- **AUFGABENSTELLUNG**
(a) Beantworte anhand des Textauszugs diese drei Fragen:
(i) Nach wie vielen Jahren war der Boden bei der Feldgraswirtschaft nicht mehr zu gebrauchen?
(ii) Was führte man dem Boden in der Einfeldwirtschaft regelmäßig zu?
(iii) In welchem Jahrhundert setzte sich die Dreifelderwirtschaft in den meisten Dörfern durch?
(b) Gib bitte eine Passage aus dem Textauszug wortgetreu wieder: Setze bei den Worten „Am verbreitetsten war“ ein und ende nach „bis zu 50%.“.

Im Frühmittelalter betrieben die Bauern hauptsächlich die sogenannte Feldgraswirtschaft. Dabei wurde Weideland für begrenzte Zeit umgebrochen und zum Anbau von Roggen, Dinkel oder Hafer benutzt. Da man jedoch keinen Dünger verwendete, war der Boden nach zwei bis drei Jahren nicht mehr zu gebrauchen. Das alte Stück Land wurde dann wieder der Verwilderung überlassen und in der Nachbarschaft wurde neues Gebiet zur Ackerbenutzung gerodet.

Im Hochmittelalter gab es die Einfeld-, die Zweifelder- und die Dreifelderwirtschaft. In der Einfeldwirtschaft wurde nur eine einzige Frucht z.B. Roggen in jährlicher Wiederkehr angebaut. Um die Auslaugung des Bodens zu verhindern, wurden ihm regelmäßig Heide- und Grasplaggen, die mit Stalldung gemischt wurden, zugeführt.

In der Zweifelderwirtschaft wurde jährlich zwischen Brachlegung und Getreidenutzung gewechselt, d.h. die eine Hälfte des Ackerlandes wurde bebaut, die andere Hälfte lag brach, damit der Boden sich erholen konnte.

Am verbreitetsten war die Dreifelderwirtschaft, die zwei große Vorteile bot: Erstens wurde durch sie die Gefahr von Mißernten abgeschwächt, da auf eine vernichtende Wintersaat noch eine gute Sommersaat folgen konnte, und zweitens konnte sich der Boden durch längere Brachzeiten besser erholen und lieferte somit Ertragsverbesserungen bis zu 50%.

Die frühesten Zeugnisse für die Dreifelderwirtschaft stammen aus der Mitte des 8. Jhs. Aber erst im 12. Jh. setzte sich diese Wirtschaftsform in den meisten Dörfern durch.

- **MATERIAL**
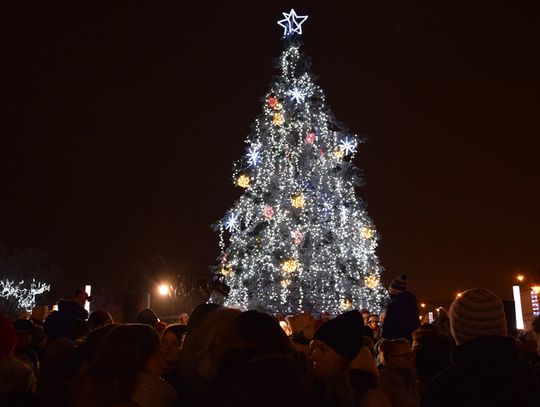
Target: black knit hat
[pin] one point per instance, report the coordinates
(398, 285)
(344, 334)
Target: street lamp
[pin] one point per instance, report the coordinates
(163, 289)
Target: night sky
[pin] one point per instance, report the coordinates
(124, 120)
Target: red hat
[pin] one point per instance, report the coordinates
(8, 337)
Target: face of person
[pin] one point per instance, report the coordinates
(156, 365)
(327, 364)
(170, 346)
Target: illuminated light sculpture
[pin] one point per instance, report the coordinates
(292, 23)
(21, 293)
(317, 254)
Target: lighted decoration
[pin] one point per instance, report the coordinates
(288, 266)
(348, 146)
(272, 101)
(366, 233)
(297, 236)
(268, 212)
(309, 279)
(253, 156)
(243, 181)
(292, 23)
(231, 224)
(371, 281)
(339, 153)
(345, 304)
(296, 95)
(298, 200)
(277, 119)
(22, 293)
(226, 269)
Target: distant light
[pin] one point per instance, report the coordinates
(88, 290)
(519, 311)
(163, 289)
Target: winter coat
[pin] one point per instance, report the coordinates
(484, 372)
(402, 317)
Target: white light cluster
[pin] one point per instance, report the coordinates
(24, 295)
(327, 234)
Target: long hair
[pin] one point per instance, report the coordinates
(111, 378)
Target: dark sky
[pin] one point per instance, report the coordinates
(124, 120)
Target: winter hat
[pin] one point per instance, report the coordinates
(398, 285)
(344, 334)
(477, 312)
(8, 337)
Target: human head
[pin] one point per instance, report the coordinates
(477, 312)
(398, 285)
(172, 339)
(536, 330)
(148, 317)
(336, 344)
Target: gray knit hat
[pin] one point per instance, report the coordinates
(477, 312)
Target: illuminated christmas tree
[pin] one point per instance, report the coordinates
(299, 239)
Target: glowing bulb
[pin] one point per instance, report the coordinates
(366, 233)
(288, 266)
(163, 289)
(298, 200)
(243, 181)
(371, 281)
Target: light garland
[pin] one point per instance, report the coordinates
(298, 238)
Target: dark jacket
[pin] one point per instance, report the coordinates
(402, 317)
(484, 372)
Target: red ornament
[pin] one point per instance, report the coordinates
(272, 101)
(310, 137)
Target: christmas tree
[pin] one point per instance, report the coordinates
(299, 239)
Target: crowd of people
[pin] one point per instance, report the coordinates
(220, 356)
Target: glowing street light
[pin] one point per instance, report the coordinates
(163, 289)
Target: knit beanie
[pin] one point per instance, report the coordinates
(344, 334)
(8, 337)
(398, 285)
(477, 312)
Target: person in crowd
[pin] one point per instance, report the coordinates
(258, 366)
(373, 324)
(183, 318)
(60, 362)
(99, 318)
(17, 380)
(397, 377)
(344, 369)
(485, 369)
(172, 339)
(303, 329)
(24, 350)
(431, 353)
(203, 345)
(402, 314)
(126, 371)
(148, 317)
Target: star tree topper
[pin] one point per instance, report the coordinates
(292, 23)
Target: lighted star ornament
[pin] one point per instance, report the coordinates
(292, 23)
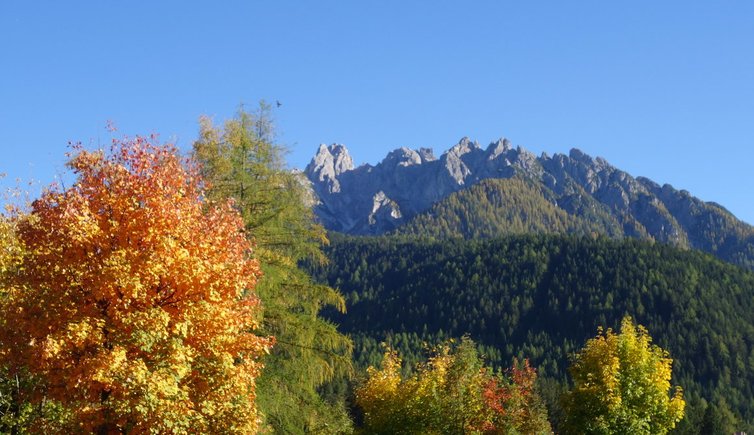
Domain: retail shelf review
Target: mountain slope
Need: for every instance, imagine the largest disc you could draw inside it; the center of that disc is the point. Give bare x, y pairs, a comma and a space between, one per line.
541, 297
373, 200
496, 207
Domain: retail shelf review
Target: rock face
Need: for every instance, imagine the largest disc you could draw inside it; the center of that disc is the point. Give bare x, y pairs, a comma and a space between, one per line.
371, 200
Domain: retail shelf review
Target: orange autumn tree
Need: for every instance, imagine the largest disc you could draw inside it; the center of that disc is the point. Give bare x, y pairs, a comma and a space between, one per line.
132, 306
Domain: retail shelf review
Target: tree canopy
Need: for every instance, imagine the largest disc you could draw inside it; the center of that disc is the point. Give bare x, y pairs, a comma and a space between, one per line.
621, 384
242, 161
131, 306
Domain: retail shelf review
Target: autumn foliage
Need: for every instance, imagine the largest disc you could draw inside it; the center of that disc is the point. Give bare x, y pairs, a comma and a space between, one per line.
453, 393
131, 305
622, 385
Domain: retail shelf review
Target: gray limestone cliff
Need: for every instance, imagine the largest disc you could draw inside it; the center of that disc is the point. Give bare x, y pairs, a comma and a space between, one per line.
372, 200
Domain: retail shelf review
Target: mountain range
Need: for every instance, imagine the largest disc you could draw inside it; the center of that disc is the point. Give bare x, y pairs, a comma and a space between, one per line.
471, 192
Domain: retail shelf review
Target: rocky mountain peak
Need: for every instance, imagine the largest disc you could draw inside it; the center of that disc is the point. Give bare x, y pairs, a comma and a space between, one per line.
375, 200
328, 164
498, 148
402, 157
464, 146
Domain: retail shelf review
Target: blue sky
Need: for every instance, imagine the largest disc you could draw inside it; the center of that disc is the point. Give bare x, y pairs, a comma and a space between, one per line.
660, 89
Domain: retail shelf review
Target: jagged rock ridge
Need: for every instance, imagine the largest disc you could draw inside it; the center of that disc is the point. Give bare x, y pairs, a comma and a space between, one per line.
371, 200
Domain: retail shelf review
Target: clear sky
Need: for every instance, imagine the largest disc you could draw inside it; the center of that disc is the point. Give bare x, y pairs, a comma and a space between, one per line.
663, 89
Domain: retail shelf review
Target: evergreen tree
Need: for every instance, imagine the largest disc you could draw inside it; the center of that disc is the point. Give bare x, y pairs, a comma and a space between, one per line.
241, 161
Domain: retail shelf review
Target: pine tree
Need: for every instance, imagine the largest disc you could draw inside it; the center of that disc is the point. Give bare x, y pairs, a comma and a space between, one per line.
242, 161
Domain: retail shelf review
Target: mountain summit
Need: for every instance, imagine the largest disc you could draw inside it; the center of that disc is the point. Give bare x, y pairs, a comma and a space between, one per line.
411, 191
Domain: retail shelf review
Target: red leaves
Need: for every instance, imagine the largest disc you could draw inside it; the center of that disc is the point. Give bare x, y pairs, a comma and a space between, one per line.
128, 281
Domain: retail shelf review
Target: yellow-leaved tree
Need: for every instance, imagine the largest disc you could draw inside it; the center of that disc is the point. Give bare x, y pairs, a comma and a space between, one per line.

- **ALS ANTWORT**
(a)
(i) Nach zwei bis drei Jahren.
(ii) Heide- und Grasplaggen, die mit Stalldung gemischt wurden.
(iii) Im 12. Jahrhundert.

(b)
Am verbreitetsten war die Dreifelderwirtschaft, die zwei große Vorteile bot: Erstens wurde durch sie die Gefahr von Mißernten abgeschwächt, da auf eine vernichtende Wintersaat noch eine gute Sommersaat folgen konnte, und zweitens konnte sich der Boden durch längere Brachzeiten besser erholen und lieferte somit Ertragsverbesserungen bis zu 50%.